Required tasks:
1. According to the passage on acute heart failure, which values are used to calculate the FIB-4 index?
2. Continue the passage on acute heart failure from its last sentence.

------ Provided text

Acute heart failure (AHF) is a condition associated with high morbidity and mortality and represents one of the leading causes of hospital admission in cardiology departments [1]. Systemic congestion, particularly hepatic congestion, plays a key role not only in the clinical presentation but also in preventing hospitalizations and disease progression [2]. Proper assessment of the congestion status is essential for therapeutic management and risk stratification in these patients [3].

The FIB-4 index, originally developed to estimate the degree of liver fibrosis in patients with viral hepatitis, has emerged as a prognostic tool in heart failure (HF) [4, 5]. This index, calculated from age, aspartate aminotransferase (AST), alanine aminotransferase (ALT), and platelet count, may reflect the impact of hepatic congestion in both chronic and acute HF scenarios. Recent studies have shown that elevated FIB-4 values are associated with higher mortality and rehospitalization in AHF patients, suggesting that congestion-induced liver dysfunction is an indirect marker of the severity of the congestive syndrome [6, 7].

------------
------ Records supplied

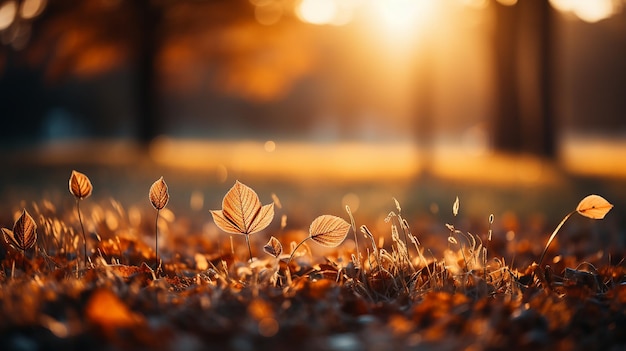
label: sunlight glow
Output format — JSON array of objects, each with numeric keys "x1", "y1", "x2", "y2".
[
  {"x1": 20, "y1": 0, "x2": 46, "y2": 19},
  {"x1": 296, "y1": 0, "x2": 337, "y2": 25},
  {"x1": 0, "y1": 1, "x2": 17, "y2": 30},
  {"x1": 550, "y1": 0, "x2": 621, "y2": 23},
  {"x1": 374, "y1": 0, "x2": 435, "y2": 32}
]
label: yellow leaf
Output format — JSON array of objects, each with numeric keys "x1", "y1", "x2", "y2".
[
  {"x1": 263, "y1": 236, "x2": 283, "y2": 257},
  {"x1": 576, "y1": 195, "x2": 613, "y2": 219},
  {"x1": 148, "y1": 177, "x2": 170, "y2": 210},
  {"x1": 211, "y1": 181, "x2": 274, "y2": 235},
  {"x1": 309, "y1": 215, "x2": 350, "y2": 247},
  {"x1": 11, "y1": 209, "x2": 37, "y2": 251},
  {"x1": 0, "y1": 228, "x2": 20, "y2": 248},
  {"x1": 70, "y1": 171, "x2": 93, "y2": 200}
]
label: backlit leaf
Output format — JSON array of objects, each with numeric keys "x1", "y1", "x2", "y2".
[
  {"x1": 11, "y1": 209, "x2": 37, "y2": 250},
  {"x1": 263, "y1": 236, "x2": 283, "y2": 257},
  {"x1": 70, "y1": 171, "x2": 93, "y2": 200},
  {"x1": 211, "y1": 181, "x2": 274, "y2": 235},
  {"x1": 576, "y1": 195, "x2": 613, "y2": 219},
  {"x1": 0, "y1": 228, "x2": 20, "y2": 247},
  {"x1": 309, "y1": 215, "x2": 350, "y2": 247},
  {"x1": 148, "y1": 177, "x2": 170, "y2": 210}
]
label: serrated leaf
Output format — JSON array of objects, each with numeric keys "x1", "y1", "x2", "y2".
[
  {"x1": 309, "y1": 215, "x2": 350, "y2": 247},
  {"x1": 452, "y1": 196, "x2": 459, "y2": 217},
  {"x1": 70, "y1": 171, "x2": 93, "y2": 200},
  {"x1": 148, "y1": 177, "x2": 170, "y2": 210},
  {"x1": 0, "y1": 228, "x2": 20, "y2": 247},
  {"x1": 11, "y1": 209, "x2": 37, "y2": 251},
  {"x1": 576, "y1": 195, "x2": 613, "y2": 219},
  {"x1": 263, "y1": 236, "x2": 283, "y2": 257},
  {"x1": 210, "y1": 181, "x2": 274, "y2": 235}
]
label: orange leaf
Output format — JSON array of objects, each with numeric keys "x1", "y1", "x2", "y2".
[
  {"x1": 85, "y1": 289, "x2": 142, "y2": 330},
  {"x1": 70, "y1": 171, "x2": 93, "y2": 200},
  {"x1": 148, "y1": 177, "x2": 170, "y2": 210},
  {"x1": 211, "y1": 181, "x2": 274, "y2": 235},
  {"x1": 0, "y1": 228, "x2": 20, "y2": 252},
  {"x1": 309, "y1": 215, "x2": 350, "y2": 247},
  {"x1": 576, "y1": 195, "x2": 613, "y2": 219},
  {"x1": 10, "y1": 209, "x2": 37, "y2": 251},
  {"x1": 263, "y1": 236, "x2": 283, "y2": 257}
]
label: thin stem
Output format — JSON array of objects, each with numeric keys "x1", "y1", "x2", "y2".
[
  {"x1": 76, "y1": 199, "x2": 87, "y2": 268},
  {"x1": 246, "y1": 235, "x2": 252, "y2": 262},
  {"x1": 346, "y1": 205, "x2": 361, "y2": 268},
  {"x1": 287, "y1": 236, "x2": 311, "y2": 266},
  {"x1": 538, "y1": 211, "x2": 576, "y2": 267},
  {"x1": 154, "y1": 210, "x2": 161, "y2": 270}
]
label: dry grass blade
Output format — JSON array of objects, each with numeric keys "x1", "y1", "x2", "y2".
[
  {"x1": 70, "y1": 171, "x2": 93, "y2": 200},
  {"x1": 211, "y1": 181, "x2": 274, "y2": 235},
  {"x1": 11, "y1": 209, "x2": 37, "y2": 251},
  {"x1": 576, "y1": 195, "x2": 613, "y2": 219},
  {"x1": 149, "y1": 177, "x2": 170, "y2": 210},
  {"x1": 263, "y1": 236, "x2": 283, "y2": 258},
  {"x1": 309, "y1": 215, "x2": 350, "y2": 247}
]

------------

Results of the exercise:
1. Age, aspartate aminotransferase (AST), alanine aminotransferase (ALT), and platelet count.

2.
On the other hand, carbohydrate antigen 125 (CA125), widely used in oncology as a marker for ovarian neoplasms, has shown utility as a biomarker of systemic volume overload in HF [8]. CA125 levels are known to rise in response to systemic inflammation and endothelial activation under hypervolemic conditions. Several studies have documented that elevated CA125 concentrations in HF patients correlate with greater clinical severity, poorer response to diuretic therapy, and increased risk of adverse events, including hospitalization and death [8, 9, 10, 11].

These distinct biological pathways suggest that each biomarker could provide complementary information and might enhance risk stratification in AHF. The primary objective of the study was to analyze the clinical characteristics associated with the combined blood levels of these biomarkers, compare short- and mid-term survival, determine their relationship with morbidity and mortality, and assess the correlation between both serum markers.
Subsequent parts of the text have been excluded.